_WRITTEN PROBLEM_.
Return the passage on portfolio optimization below word for word, in full.

_TEXT BLOCK_.
..............................
So, what is the result? Running the above code gives us some weights in w, representing the portfolio which would give you the lowest possible risk while still giving you your desired return r0. That’s pretty neat! Of course, C and m are calculated on historic stock data, and since we’re actually interested in applying the resulting portfolio to futuristic data (I.E. we want to invest our portfolio now and see its performance after some time has passed), we’re working under the assumption that the stock’s risks and mean returns (C and m) are representative of how the stocks will behave in future, based on their past. So the resulting weights are obviously only really “estimations” of the optimum portfolio when applied to future investments. We call the historic stock data “training data”, because we’re using it to “train” w. We can actually also use some more historic data that hasn’t been used in the calculation of C and m in order to see how the portfolio performs in “real-world” scenarios. This data we use to test the performance is called “test data”, because we’re using it to verify the returns of on data that it hasn’t been trained on. It is still historic data, but it allows us to see how our portfolio would have performed on some “unseen” data. In other words, it allows us to see how the portfolio would have performed if we had actually invested in the proportions given by w. Of course, we could indeed invest in these proportions, and see how the portfolio performs, but it is clearly more efficient to simply emulate this by pretending some historic data is what we’re investing on.
..............................
_INFORMATION PROVIDED_.
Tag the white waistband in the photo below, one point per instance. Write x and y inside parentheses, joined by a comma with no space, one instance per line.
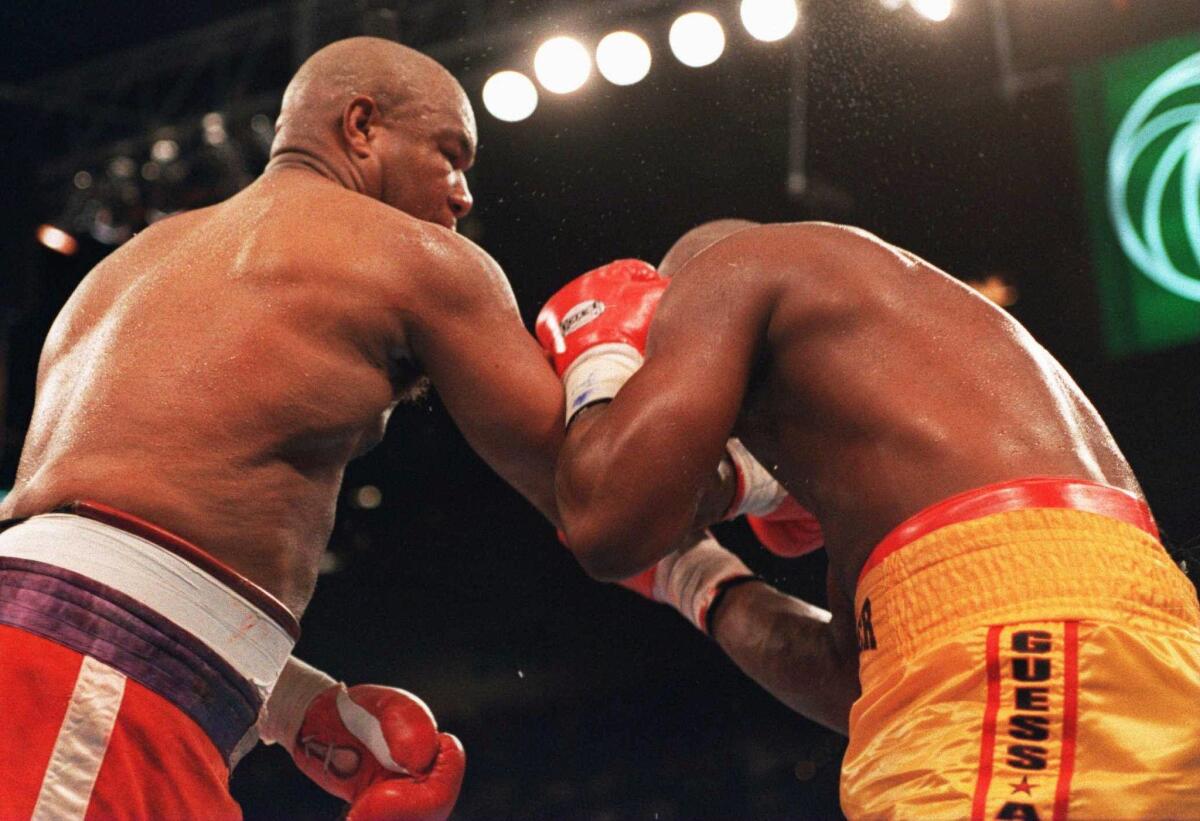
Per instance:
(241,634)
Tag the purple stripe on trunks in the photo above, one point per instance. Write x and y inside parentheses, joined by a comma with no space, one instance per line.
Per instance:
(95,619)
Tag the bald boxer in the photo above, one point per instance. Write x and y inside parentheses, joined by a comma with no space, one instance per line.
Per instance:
..............................
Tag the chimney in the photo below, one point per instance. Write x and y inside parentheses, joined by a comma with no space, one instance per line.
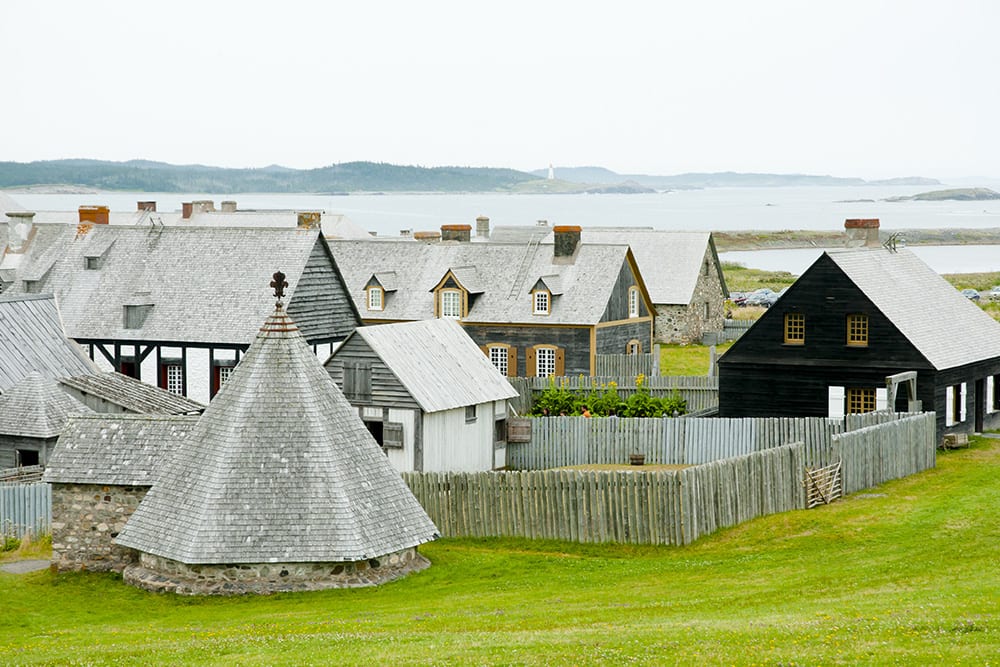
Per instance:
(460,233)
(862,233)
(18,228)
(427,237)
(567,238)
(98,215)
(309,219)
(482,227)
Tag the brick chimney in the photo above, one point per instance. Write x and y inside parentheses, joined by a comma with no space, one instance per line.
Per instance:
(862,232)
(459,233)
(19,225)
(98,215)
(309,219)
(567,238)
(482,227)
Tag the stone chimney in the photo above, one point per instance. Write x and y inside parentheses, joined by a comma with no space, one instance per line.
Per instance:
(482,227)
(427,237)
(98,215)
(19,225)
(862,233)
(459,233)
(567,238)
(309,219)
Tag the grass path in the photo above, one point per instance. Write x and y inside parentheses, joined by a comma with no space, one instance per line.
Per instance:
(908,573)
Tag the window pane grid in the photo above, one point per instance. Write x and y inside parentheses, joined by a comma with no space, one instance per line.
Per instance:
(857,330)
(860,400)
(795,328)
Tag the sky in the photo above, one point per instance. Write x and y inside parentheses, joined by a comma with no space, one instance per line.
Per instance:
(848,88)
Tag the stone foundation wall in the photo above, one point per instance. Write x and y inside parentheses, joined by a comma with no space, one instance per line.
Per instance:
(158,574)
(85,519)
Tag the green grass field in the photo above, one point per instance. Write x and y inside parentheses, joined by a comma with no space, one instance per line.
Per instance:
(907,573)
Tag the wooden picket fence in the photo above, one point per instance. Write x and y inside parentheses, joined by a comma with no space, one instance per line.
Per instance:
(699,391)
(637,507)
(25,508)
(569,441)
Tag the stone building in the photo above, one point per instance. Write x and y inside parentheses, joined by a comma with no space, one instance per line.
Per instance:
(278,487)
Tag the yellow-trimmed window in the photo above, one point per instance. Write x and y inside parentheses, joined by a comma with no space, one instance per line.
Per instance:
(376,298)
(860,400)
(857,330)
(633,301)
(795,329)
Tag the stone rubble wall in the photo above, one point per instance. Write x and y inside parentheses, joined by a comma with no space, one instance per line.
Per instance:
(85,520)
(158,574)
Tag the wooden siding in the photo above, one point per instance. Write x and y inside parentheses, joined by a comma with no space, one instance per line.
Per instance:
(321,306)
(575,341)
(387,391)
..............................
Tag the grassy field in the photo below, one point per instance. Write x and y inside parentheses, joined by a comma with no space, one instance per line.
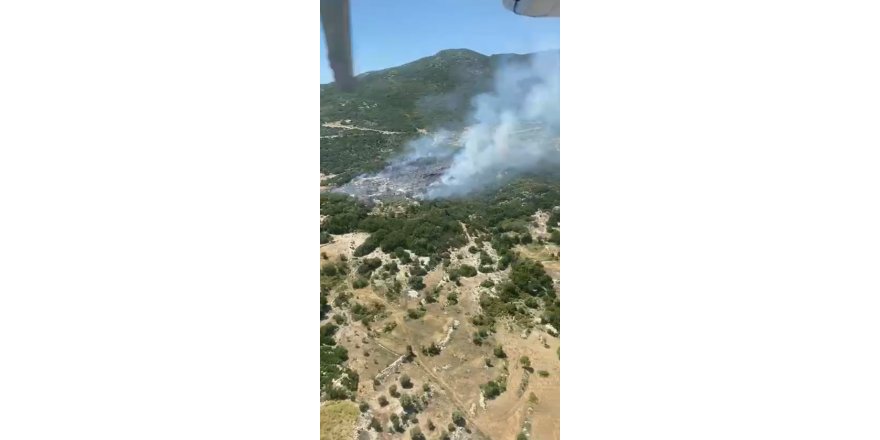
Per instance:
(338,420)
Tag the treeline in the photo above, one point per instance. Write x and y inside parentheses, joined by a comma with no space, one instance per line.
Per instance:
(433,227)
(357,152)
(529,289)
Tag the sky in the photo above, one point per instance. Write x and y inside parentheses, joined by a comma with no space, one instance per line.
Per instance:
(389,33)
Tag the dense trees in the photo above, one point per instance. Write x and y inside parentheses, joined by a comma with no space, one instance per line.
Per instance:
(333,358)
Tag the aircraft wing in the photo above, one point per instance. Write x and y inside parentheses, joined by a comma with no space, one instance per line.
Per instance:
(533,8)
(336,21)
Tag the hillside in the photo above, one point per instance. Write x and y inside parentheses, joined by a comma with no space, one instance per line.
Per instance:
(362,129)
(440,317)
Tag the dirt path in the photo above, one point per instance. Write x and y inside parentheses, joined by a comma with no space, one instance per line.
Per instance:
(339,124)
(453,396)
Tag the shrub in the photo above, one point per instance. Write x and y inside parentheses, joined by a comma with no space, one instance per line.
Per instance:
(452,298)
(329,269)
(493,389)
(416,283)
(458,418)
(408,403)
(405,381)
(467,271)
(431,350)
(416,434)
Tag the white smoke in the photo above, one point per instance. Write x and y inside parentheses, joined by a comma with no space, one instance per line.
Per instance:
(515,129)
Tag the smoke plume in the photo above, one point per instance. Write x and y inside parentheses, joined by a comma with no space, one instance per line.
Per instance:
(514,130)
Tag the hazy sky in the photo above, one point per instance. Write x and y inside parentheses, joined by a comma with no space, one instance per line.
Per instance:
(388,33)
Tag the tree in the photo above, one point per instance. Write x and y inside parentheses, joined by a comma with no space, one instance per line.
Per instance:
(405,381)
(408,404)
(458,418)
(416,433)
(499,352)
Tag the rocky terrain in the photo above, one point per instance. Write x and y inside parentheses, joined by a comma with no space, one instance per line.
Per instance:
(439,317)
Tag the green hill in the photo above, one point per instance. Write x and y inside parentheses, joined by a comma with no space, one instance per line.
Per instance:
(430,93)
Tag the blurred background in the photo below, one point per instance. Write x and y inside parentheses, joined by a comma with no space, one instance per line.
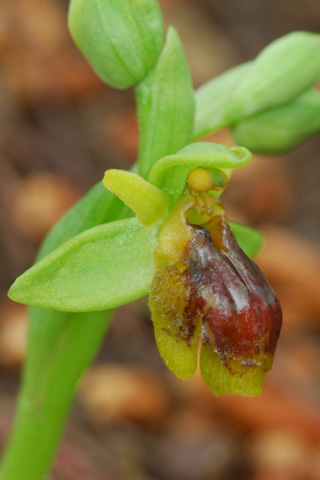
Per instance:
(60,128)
..............................
_TASK OUTPUT_.
So, what is the result? Running the above code gives us some weights in w, representing the portfolio which would give you the lowest possible risk while still giving you your desired return r0. That’s pretty neat! Of course, C and m are calculated on historic stock data, and since we’re actually interested in applying the resulting portfolio to futuristic data (I.E. we want to invest our portfolio now and see its performance after some time has passed), we’re working under the assumption that the stock’s risks and mean returns (C and m) are representative of how the stocks will behave in future, based on their past. So the resulting weights are obviously only really “estimations” of the optimum portfolio when applied to future investments. We call the historic stock data “training data”, because we’re using it to “train” w. We can actually also use some more historic data that hasn’t been used in the calculation of C and m in order to see how the portfolio performs in “real-world” scenarios. This data we use to test the performance is called “test data”, because we’re using it to verify the returns of on data that it hasn’t been trained on. It is still historic data, but it allows us to see how our portfolio would have performed on some “unseen” data. In other words, it allows us to see how the portfolio would have performed if we had actually invested in the proportions given by w. Of course, we could indeed invest in these proportions, and see how the portfolio performs, but it is clearly more efficient to simply emulate this by pretending some historic data is what we’re investing on.